[begin Provided data]

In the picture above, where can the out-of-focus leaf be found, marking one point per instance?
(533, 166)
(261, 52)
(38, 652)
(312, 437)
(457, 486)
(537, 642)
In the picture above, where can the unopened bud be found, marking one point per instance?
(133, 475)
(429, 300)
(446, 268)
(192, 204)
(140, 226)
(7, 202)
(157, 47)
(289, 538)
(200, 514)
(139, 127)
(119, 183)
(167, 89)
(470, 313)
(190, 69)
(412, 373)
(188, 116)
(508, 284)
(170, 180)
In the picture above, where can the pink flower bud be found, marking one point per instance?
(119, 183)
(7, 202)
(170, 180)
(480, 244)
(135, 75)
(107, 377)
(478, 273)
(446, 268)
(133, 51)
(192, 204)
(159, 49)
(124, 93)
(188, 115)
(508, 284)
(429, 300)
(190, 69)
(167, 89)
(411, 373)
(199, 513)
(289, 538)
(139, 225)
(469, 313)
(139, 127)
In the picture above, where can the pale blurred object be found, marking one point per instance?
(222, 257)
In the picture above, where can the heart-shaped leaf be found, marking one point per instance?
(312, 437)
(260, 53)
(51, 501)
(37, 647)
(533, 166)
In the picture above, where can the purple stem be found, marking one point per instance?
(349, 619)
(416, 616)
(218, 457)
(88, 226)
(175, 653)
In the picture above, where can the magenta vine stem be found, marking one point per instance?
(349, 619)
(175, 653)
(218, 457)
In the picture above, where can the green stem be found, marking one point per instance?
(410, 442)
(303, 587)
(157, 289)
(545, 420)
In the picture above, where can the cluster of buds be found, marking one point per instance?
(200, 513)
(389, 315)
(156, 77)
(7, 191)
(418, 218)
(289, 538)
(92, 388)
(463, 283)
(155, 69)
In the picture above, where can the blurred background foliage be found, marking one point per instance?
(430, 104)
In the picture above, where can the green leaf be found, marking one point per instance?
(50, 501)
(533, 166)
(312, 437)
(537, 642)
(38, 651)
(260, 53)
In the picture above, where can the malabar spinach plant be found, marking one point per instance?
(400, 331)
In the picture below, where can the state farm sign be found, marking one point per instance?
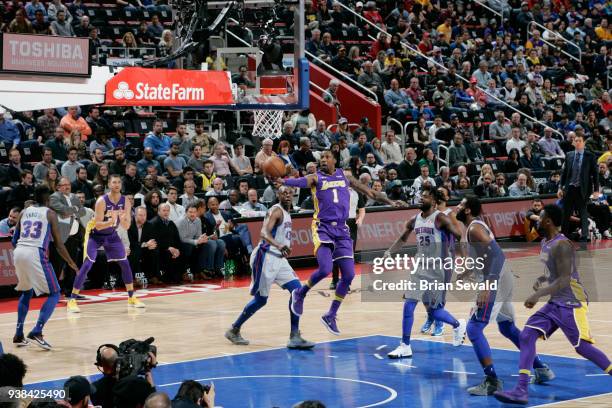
(43, 54)
(168, 87)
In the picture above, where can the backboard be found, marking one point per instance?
(261, 46)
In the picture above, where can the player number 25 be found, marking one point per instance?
(31, 229)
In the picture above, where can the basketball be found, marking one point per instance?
(274, 167)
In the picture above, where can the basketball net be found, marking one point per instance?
(268, 123)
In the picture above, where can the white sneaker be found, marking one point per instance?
(402, 351)
(459, 333)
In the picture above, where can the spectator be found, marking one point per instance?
(7, 225)
(42, 168)
(69, 168)
(529, 160)
(78, 392)
(20, 24)
(202, 253)
(515, 141)
(423, 178)
(321, 138)
(265, 153)
(148, 161)
(500, 129)
(9, 134)
(132, 392)
(192, 394)
(253, 203)
(398, 100)
(47, 123)
(304, 155)
(203, 139)
(61, 26)
(409, 168)
(550, 147)
(519, 188)
(512, 164)
(72, 121)
(169, 242)
(155, 27)
(217, 188)
(221, 160)
(457, 154)
(23, 192)
(173, 163)
(579, 180)
(487, 188)
(85, 186)
(283, 153)
(392, 152)
(177, 211)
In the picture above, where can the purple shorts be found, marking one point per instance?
(572, 321)
(113, 246)
(336, 235)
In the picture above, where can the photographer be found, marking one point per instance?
(192, 394)
(122, 368)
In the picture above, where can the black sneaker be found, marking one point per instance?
(20, 341)
(39, 340)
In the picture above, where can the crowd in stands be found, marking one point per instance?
(110, 390)
(504, 133)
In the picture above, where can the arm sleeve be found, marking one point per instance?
(301, 182)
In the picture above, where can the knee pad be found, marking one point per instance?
(475, 330)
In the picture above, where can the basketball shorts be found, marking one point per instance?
(34, 271)
(337, 235)
(269, 268)
(498, 306)
(572, 321)
(112, 244)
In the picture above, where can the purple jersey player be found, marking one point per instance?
(112, 211)
(565, 310)
(330, 234)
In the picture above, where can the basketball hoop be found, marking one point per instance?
(268, 123)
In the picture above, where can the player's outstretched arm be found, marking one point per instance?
(301, 182)
(562, 252)
(273, 218)
(57, 240)
(17, 231)
(125, 217)
(99, 216)
(373, 194)
(402, 239)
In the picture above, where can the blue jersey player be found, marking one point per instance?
(35, 228)
(566, 309)
(491, 304)
(330, 234)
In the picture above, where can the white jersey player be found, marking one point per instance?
(269, 265)
(431, 228)
(35, 228)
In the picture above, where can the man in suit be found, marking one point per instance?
(168, 244)
(69, 210)
(144, 252)
(578, 181)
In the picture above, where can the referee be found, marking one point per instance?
(356, 217)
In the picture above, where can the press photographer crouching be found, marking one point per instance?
(192, 394)
(127, 378)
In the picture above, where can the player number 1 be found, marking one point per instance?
(335, 191)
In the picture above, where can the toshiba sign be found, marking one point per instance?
(47, 55)
(168, 87)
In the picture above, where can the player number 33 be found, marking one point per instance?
(35, 393)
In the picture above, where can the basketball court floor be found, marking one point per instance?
(348, 371)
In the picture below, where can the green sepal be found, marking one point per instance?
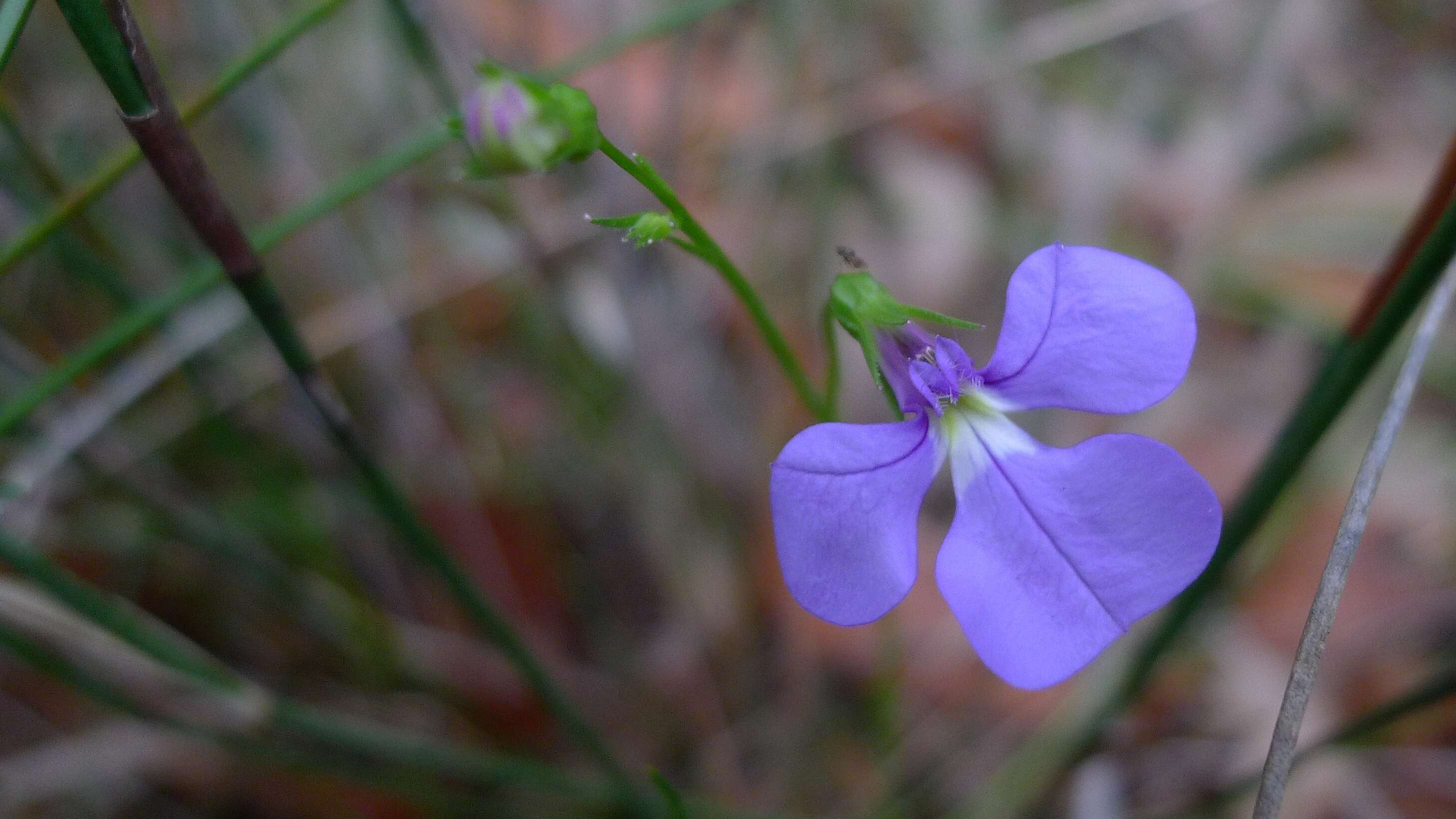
(862, 305)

[end Provided data]

Exercise description
Every line from the one containing "In the picture above, where can the man" through the end of the data above should be copied exactly; nothing else is copied, and pictures are omitted.

Finished task
In the picture above, where can the man in suit be found, marking one point per instance?
(168, 244)
(69, 210)
(144, 252)
(578, 181)
In the picture above, where can the referee be found, marking one point per instance?
(356, 217)
In the picture above, where can the press photographer crouching be found, marking one point per instance?
(192, 394)
(127, 378)
In the picture above, where can the player number 1 be found, marking one point per instance?
(335, 191)
In the picture above, where can the toshiba sign be found, marking one point per instance?
(47, 55)
(168, 87)
In the picture above, where can the player number 33 be found, marking one point per instance?
(35, 393)
In the picture above, where can the basketball court floor be found, marking one point per instance?
(348, 371)
In the picture below, where can the green sepal be found, marking one point per instance?
(862, 305)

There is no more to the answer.